Records provided |

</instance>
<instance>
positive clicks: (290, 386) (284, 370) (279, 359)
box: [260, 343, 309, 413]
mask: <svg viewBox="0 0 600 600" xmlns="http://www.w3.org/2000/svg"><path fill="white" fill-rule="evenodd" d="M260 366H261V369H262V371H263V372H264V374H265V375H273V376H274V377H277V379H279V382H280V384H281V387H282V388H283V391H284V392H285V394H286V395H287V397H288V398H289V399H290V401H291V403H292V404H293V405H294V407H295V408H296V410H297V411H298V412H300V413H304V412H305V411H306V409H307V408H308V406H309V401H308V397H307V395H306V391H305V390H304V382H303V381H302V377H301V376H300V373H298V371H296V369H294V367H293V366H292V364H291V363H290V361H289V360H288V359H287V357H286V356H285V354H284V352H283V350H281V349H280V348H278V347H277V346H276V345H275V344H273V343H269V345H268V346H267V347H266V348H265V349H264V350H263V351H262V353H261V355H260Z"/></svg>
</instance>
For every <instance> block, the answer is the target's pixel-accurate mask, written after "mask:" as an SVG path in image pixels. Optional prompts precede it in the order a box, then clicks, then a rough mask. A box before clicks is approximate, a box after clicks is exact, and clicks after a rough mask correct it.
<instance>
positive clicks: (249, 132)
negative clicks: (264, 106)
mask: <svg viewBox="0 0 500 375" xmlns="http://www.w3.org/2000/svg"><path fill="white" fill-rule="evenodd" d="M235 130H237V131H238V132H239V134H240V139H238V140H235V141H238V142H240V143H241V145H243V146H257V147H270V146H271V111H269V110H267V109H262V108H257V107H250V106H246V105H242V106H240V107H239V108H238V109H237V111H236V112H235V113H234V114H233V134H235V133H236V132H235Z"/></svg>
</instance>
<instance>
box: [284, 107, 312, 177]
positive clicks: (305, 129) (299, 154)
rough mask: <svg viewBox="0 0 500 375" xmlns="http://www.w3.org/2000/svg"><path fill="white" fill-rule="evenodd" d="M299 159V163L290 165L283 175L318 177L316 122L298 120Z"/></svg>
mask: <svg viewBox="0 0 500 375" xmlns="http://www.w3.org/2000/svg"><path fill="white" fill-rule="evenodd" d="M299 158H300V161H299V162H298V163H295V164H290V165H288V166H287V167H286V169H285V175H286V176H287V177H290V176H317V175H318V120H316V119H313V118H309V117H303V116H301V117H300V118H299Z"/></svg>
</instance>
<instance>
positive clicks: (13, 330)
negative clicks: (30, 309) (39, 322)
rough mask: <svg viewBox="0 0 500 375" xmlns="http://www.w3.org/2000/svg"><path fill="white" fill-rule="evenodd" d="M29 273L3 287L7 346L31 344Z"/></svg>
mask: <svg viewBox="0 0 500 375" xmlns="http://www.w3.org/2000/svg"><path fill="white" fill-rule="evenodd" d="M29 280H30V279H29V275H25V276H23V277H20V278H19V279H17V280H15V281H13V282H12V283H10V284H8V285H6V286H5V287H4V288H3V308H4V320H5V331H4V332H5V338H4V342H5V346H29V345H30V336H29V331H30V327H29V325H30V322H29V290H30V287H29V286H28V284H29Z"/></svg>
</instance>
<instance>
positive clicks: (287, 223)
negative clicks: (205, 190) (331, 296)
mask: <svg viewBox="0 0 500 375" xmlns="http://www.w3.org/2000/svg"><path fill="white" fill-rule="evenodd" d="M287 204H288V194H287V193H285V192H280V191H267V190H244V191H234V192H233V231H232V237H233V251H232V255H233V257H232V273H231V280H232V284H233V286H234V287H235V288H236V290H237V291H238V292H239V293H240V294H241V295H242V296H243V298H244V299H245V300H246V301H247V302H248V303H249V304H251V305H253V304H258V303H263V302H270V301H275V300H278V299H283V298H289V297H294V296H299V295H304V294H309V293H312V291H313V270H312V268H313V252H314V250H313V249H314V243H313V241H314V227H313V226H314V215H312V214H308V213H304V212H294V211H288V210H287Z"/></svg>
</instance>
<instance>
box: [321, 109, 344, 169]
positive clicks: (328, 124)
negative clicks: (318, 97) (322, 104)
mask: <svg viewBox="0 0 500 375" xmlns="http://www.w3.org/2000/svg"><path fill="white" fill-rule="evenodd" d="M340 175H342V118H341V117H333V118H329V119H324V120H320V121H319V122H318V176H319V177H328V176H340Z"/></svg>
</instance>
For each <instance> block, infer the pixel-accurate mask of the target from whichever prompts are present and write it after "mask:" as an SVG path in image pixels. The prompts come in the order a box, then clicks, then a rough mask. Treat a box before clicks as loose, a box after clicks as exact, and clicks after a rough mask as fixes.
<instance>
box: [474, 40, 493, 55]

What the exercise asks |
Go through the material above and report each line containing "after".

Task result |
For every <instance> block, the answer is the target's pixel-accurate mask, written after "mask:" as an SVG path in image pixels. Optional prompts precede it in the order a box, then clicks, then a rough mask. A box before clicks is approximate, a box after clicks is exact, and clicks after a rough mask correct it.
For each <instance> block, infer the pixel-accurate mask of the target from whichever prompts are present and write it after "mask:" as an SVG path in image pixels. The prompts come in the order a box, then clicks, then a rough mask. Treat a box before clicks as loose, a box after clicks as exact, and clicks after a rough mask as fixes.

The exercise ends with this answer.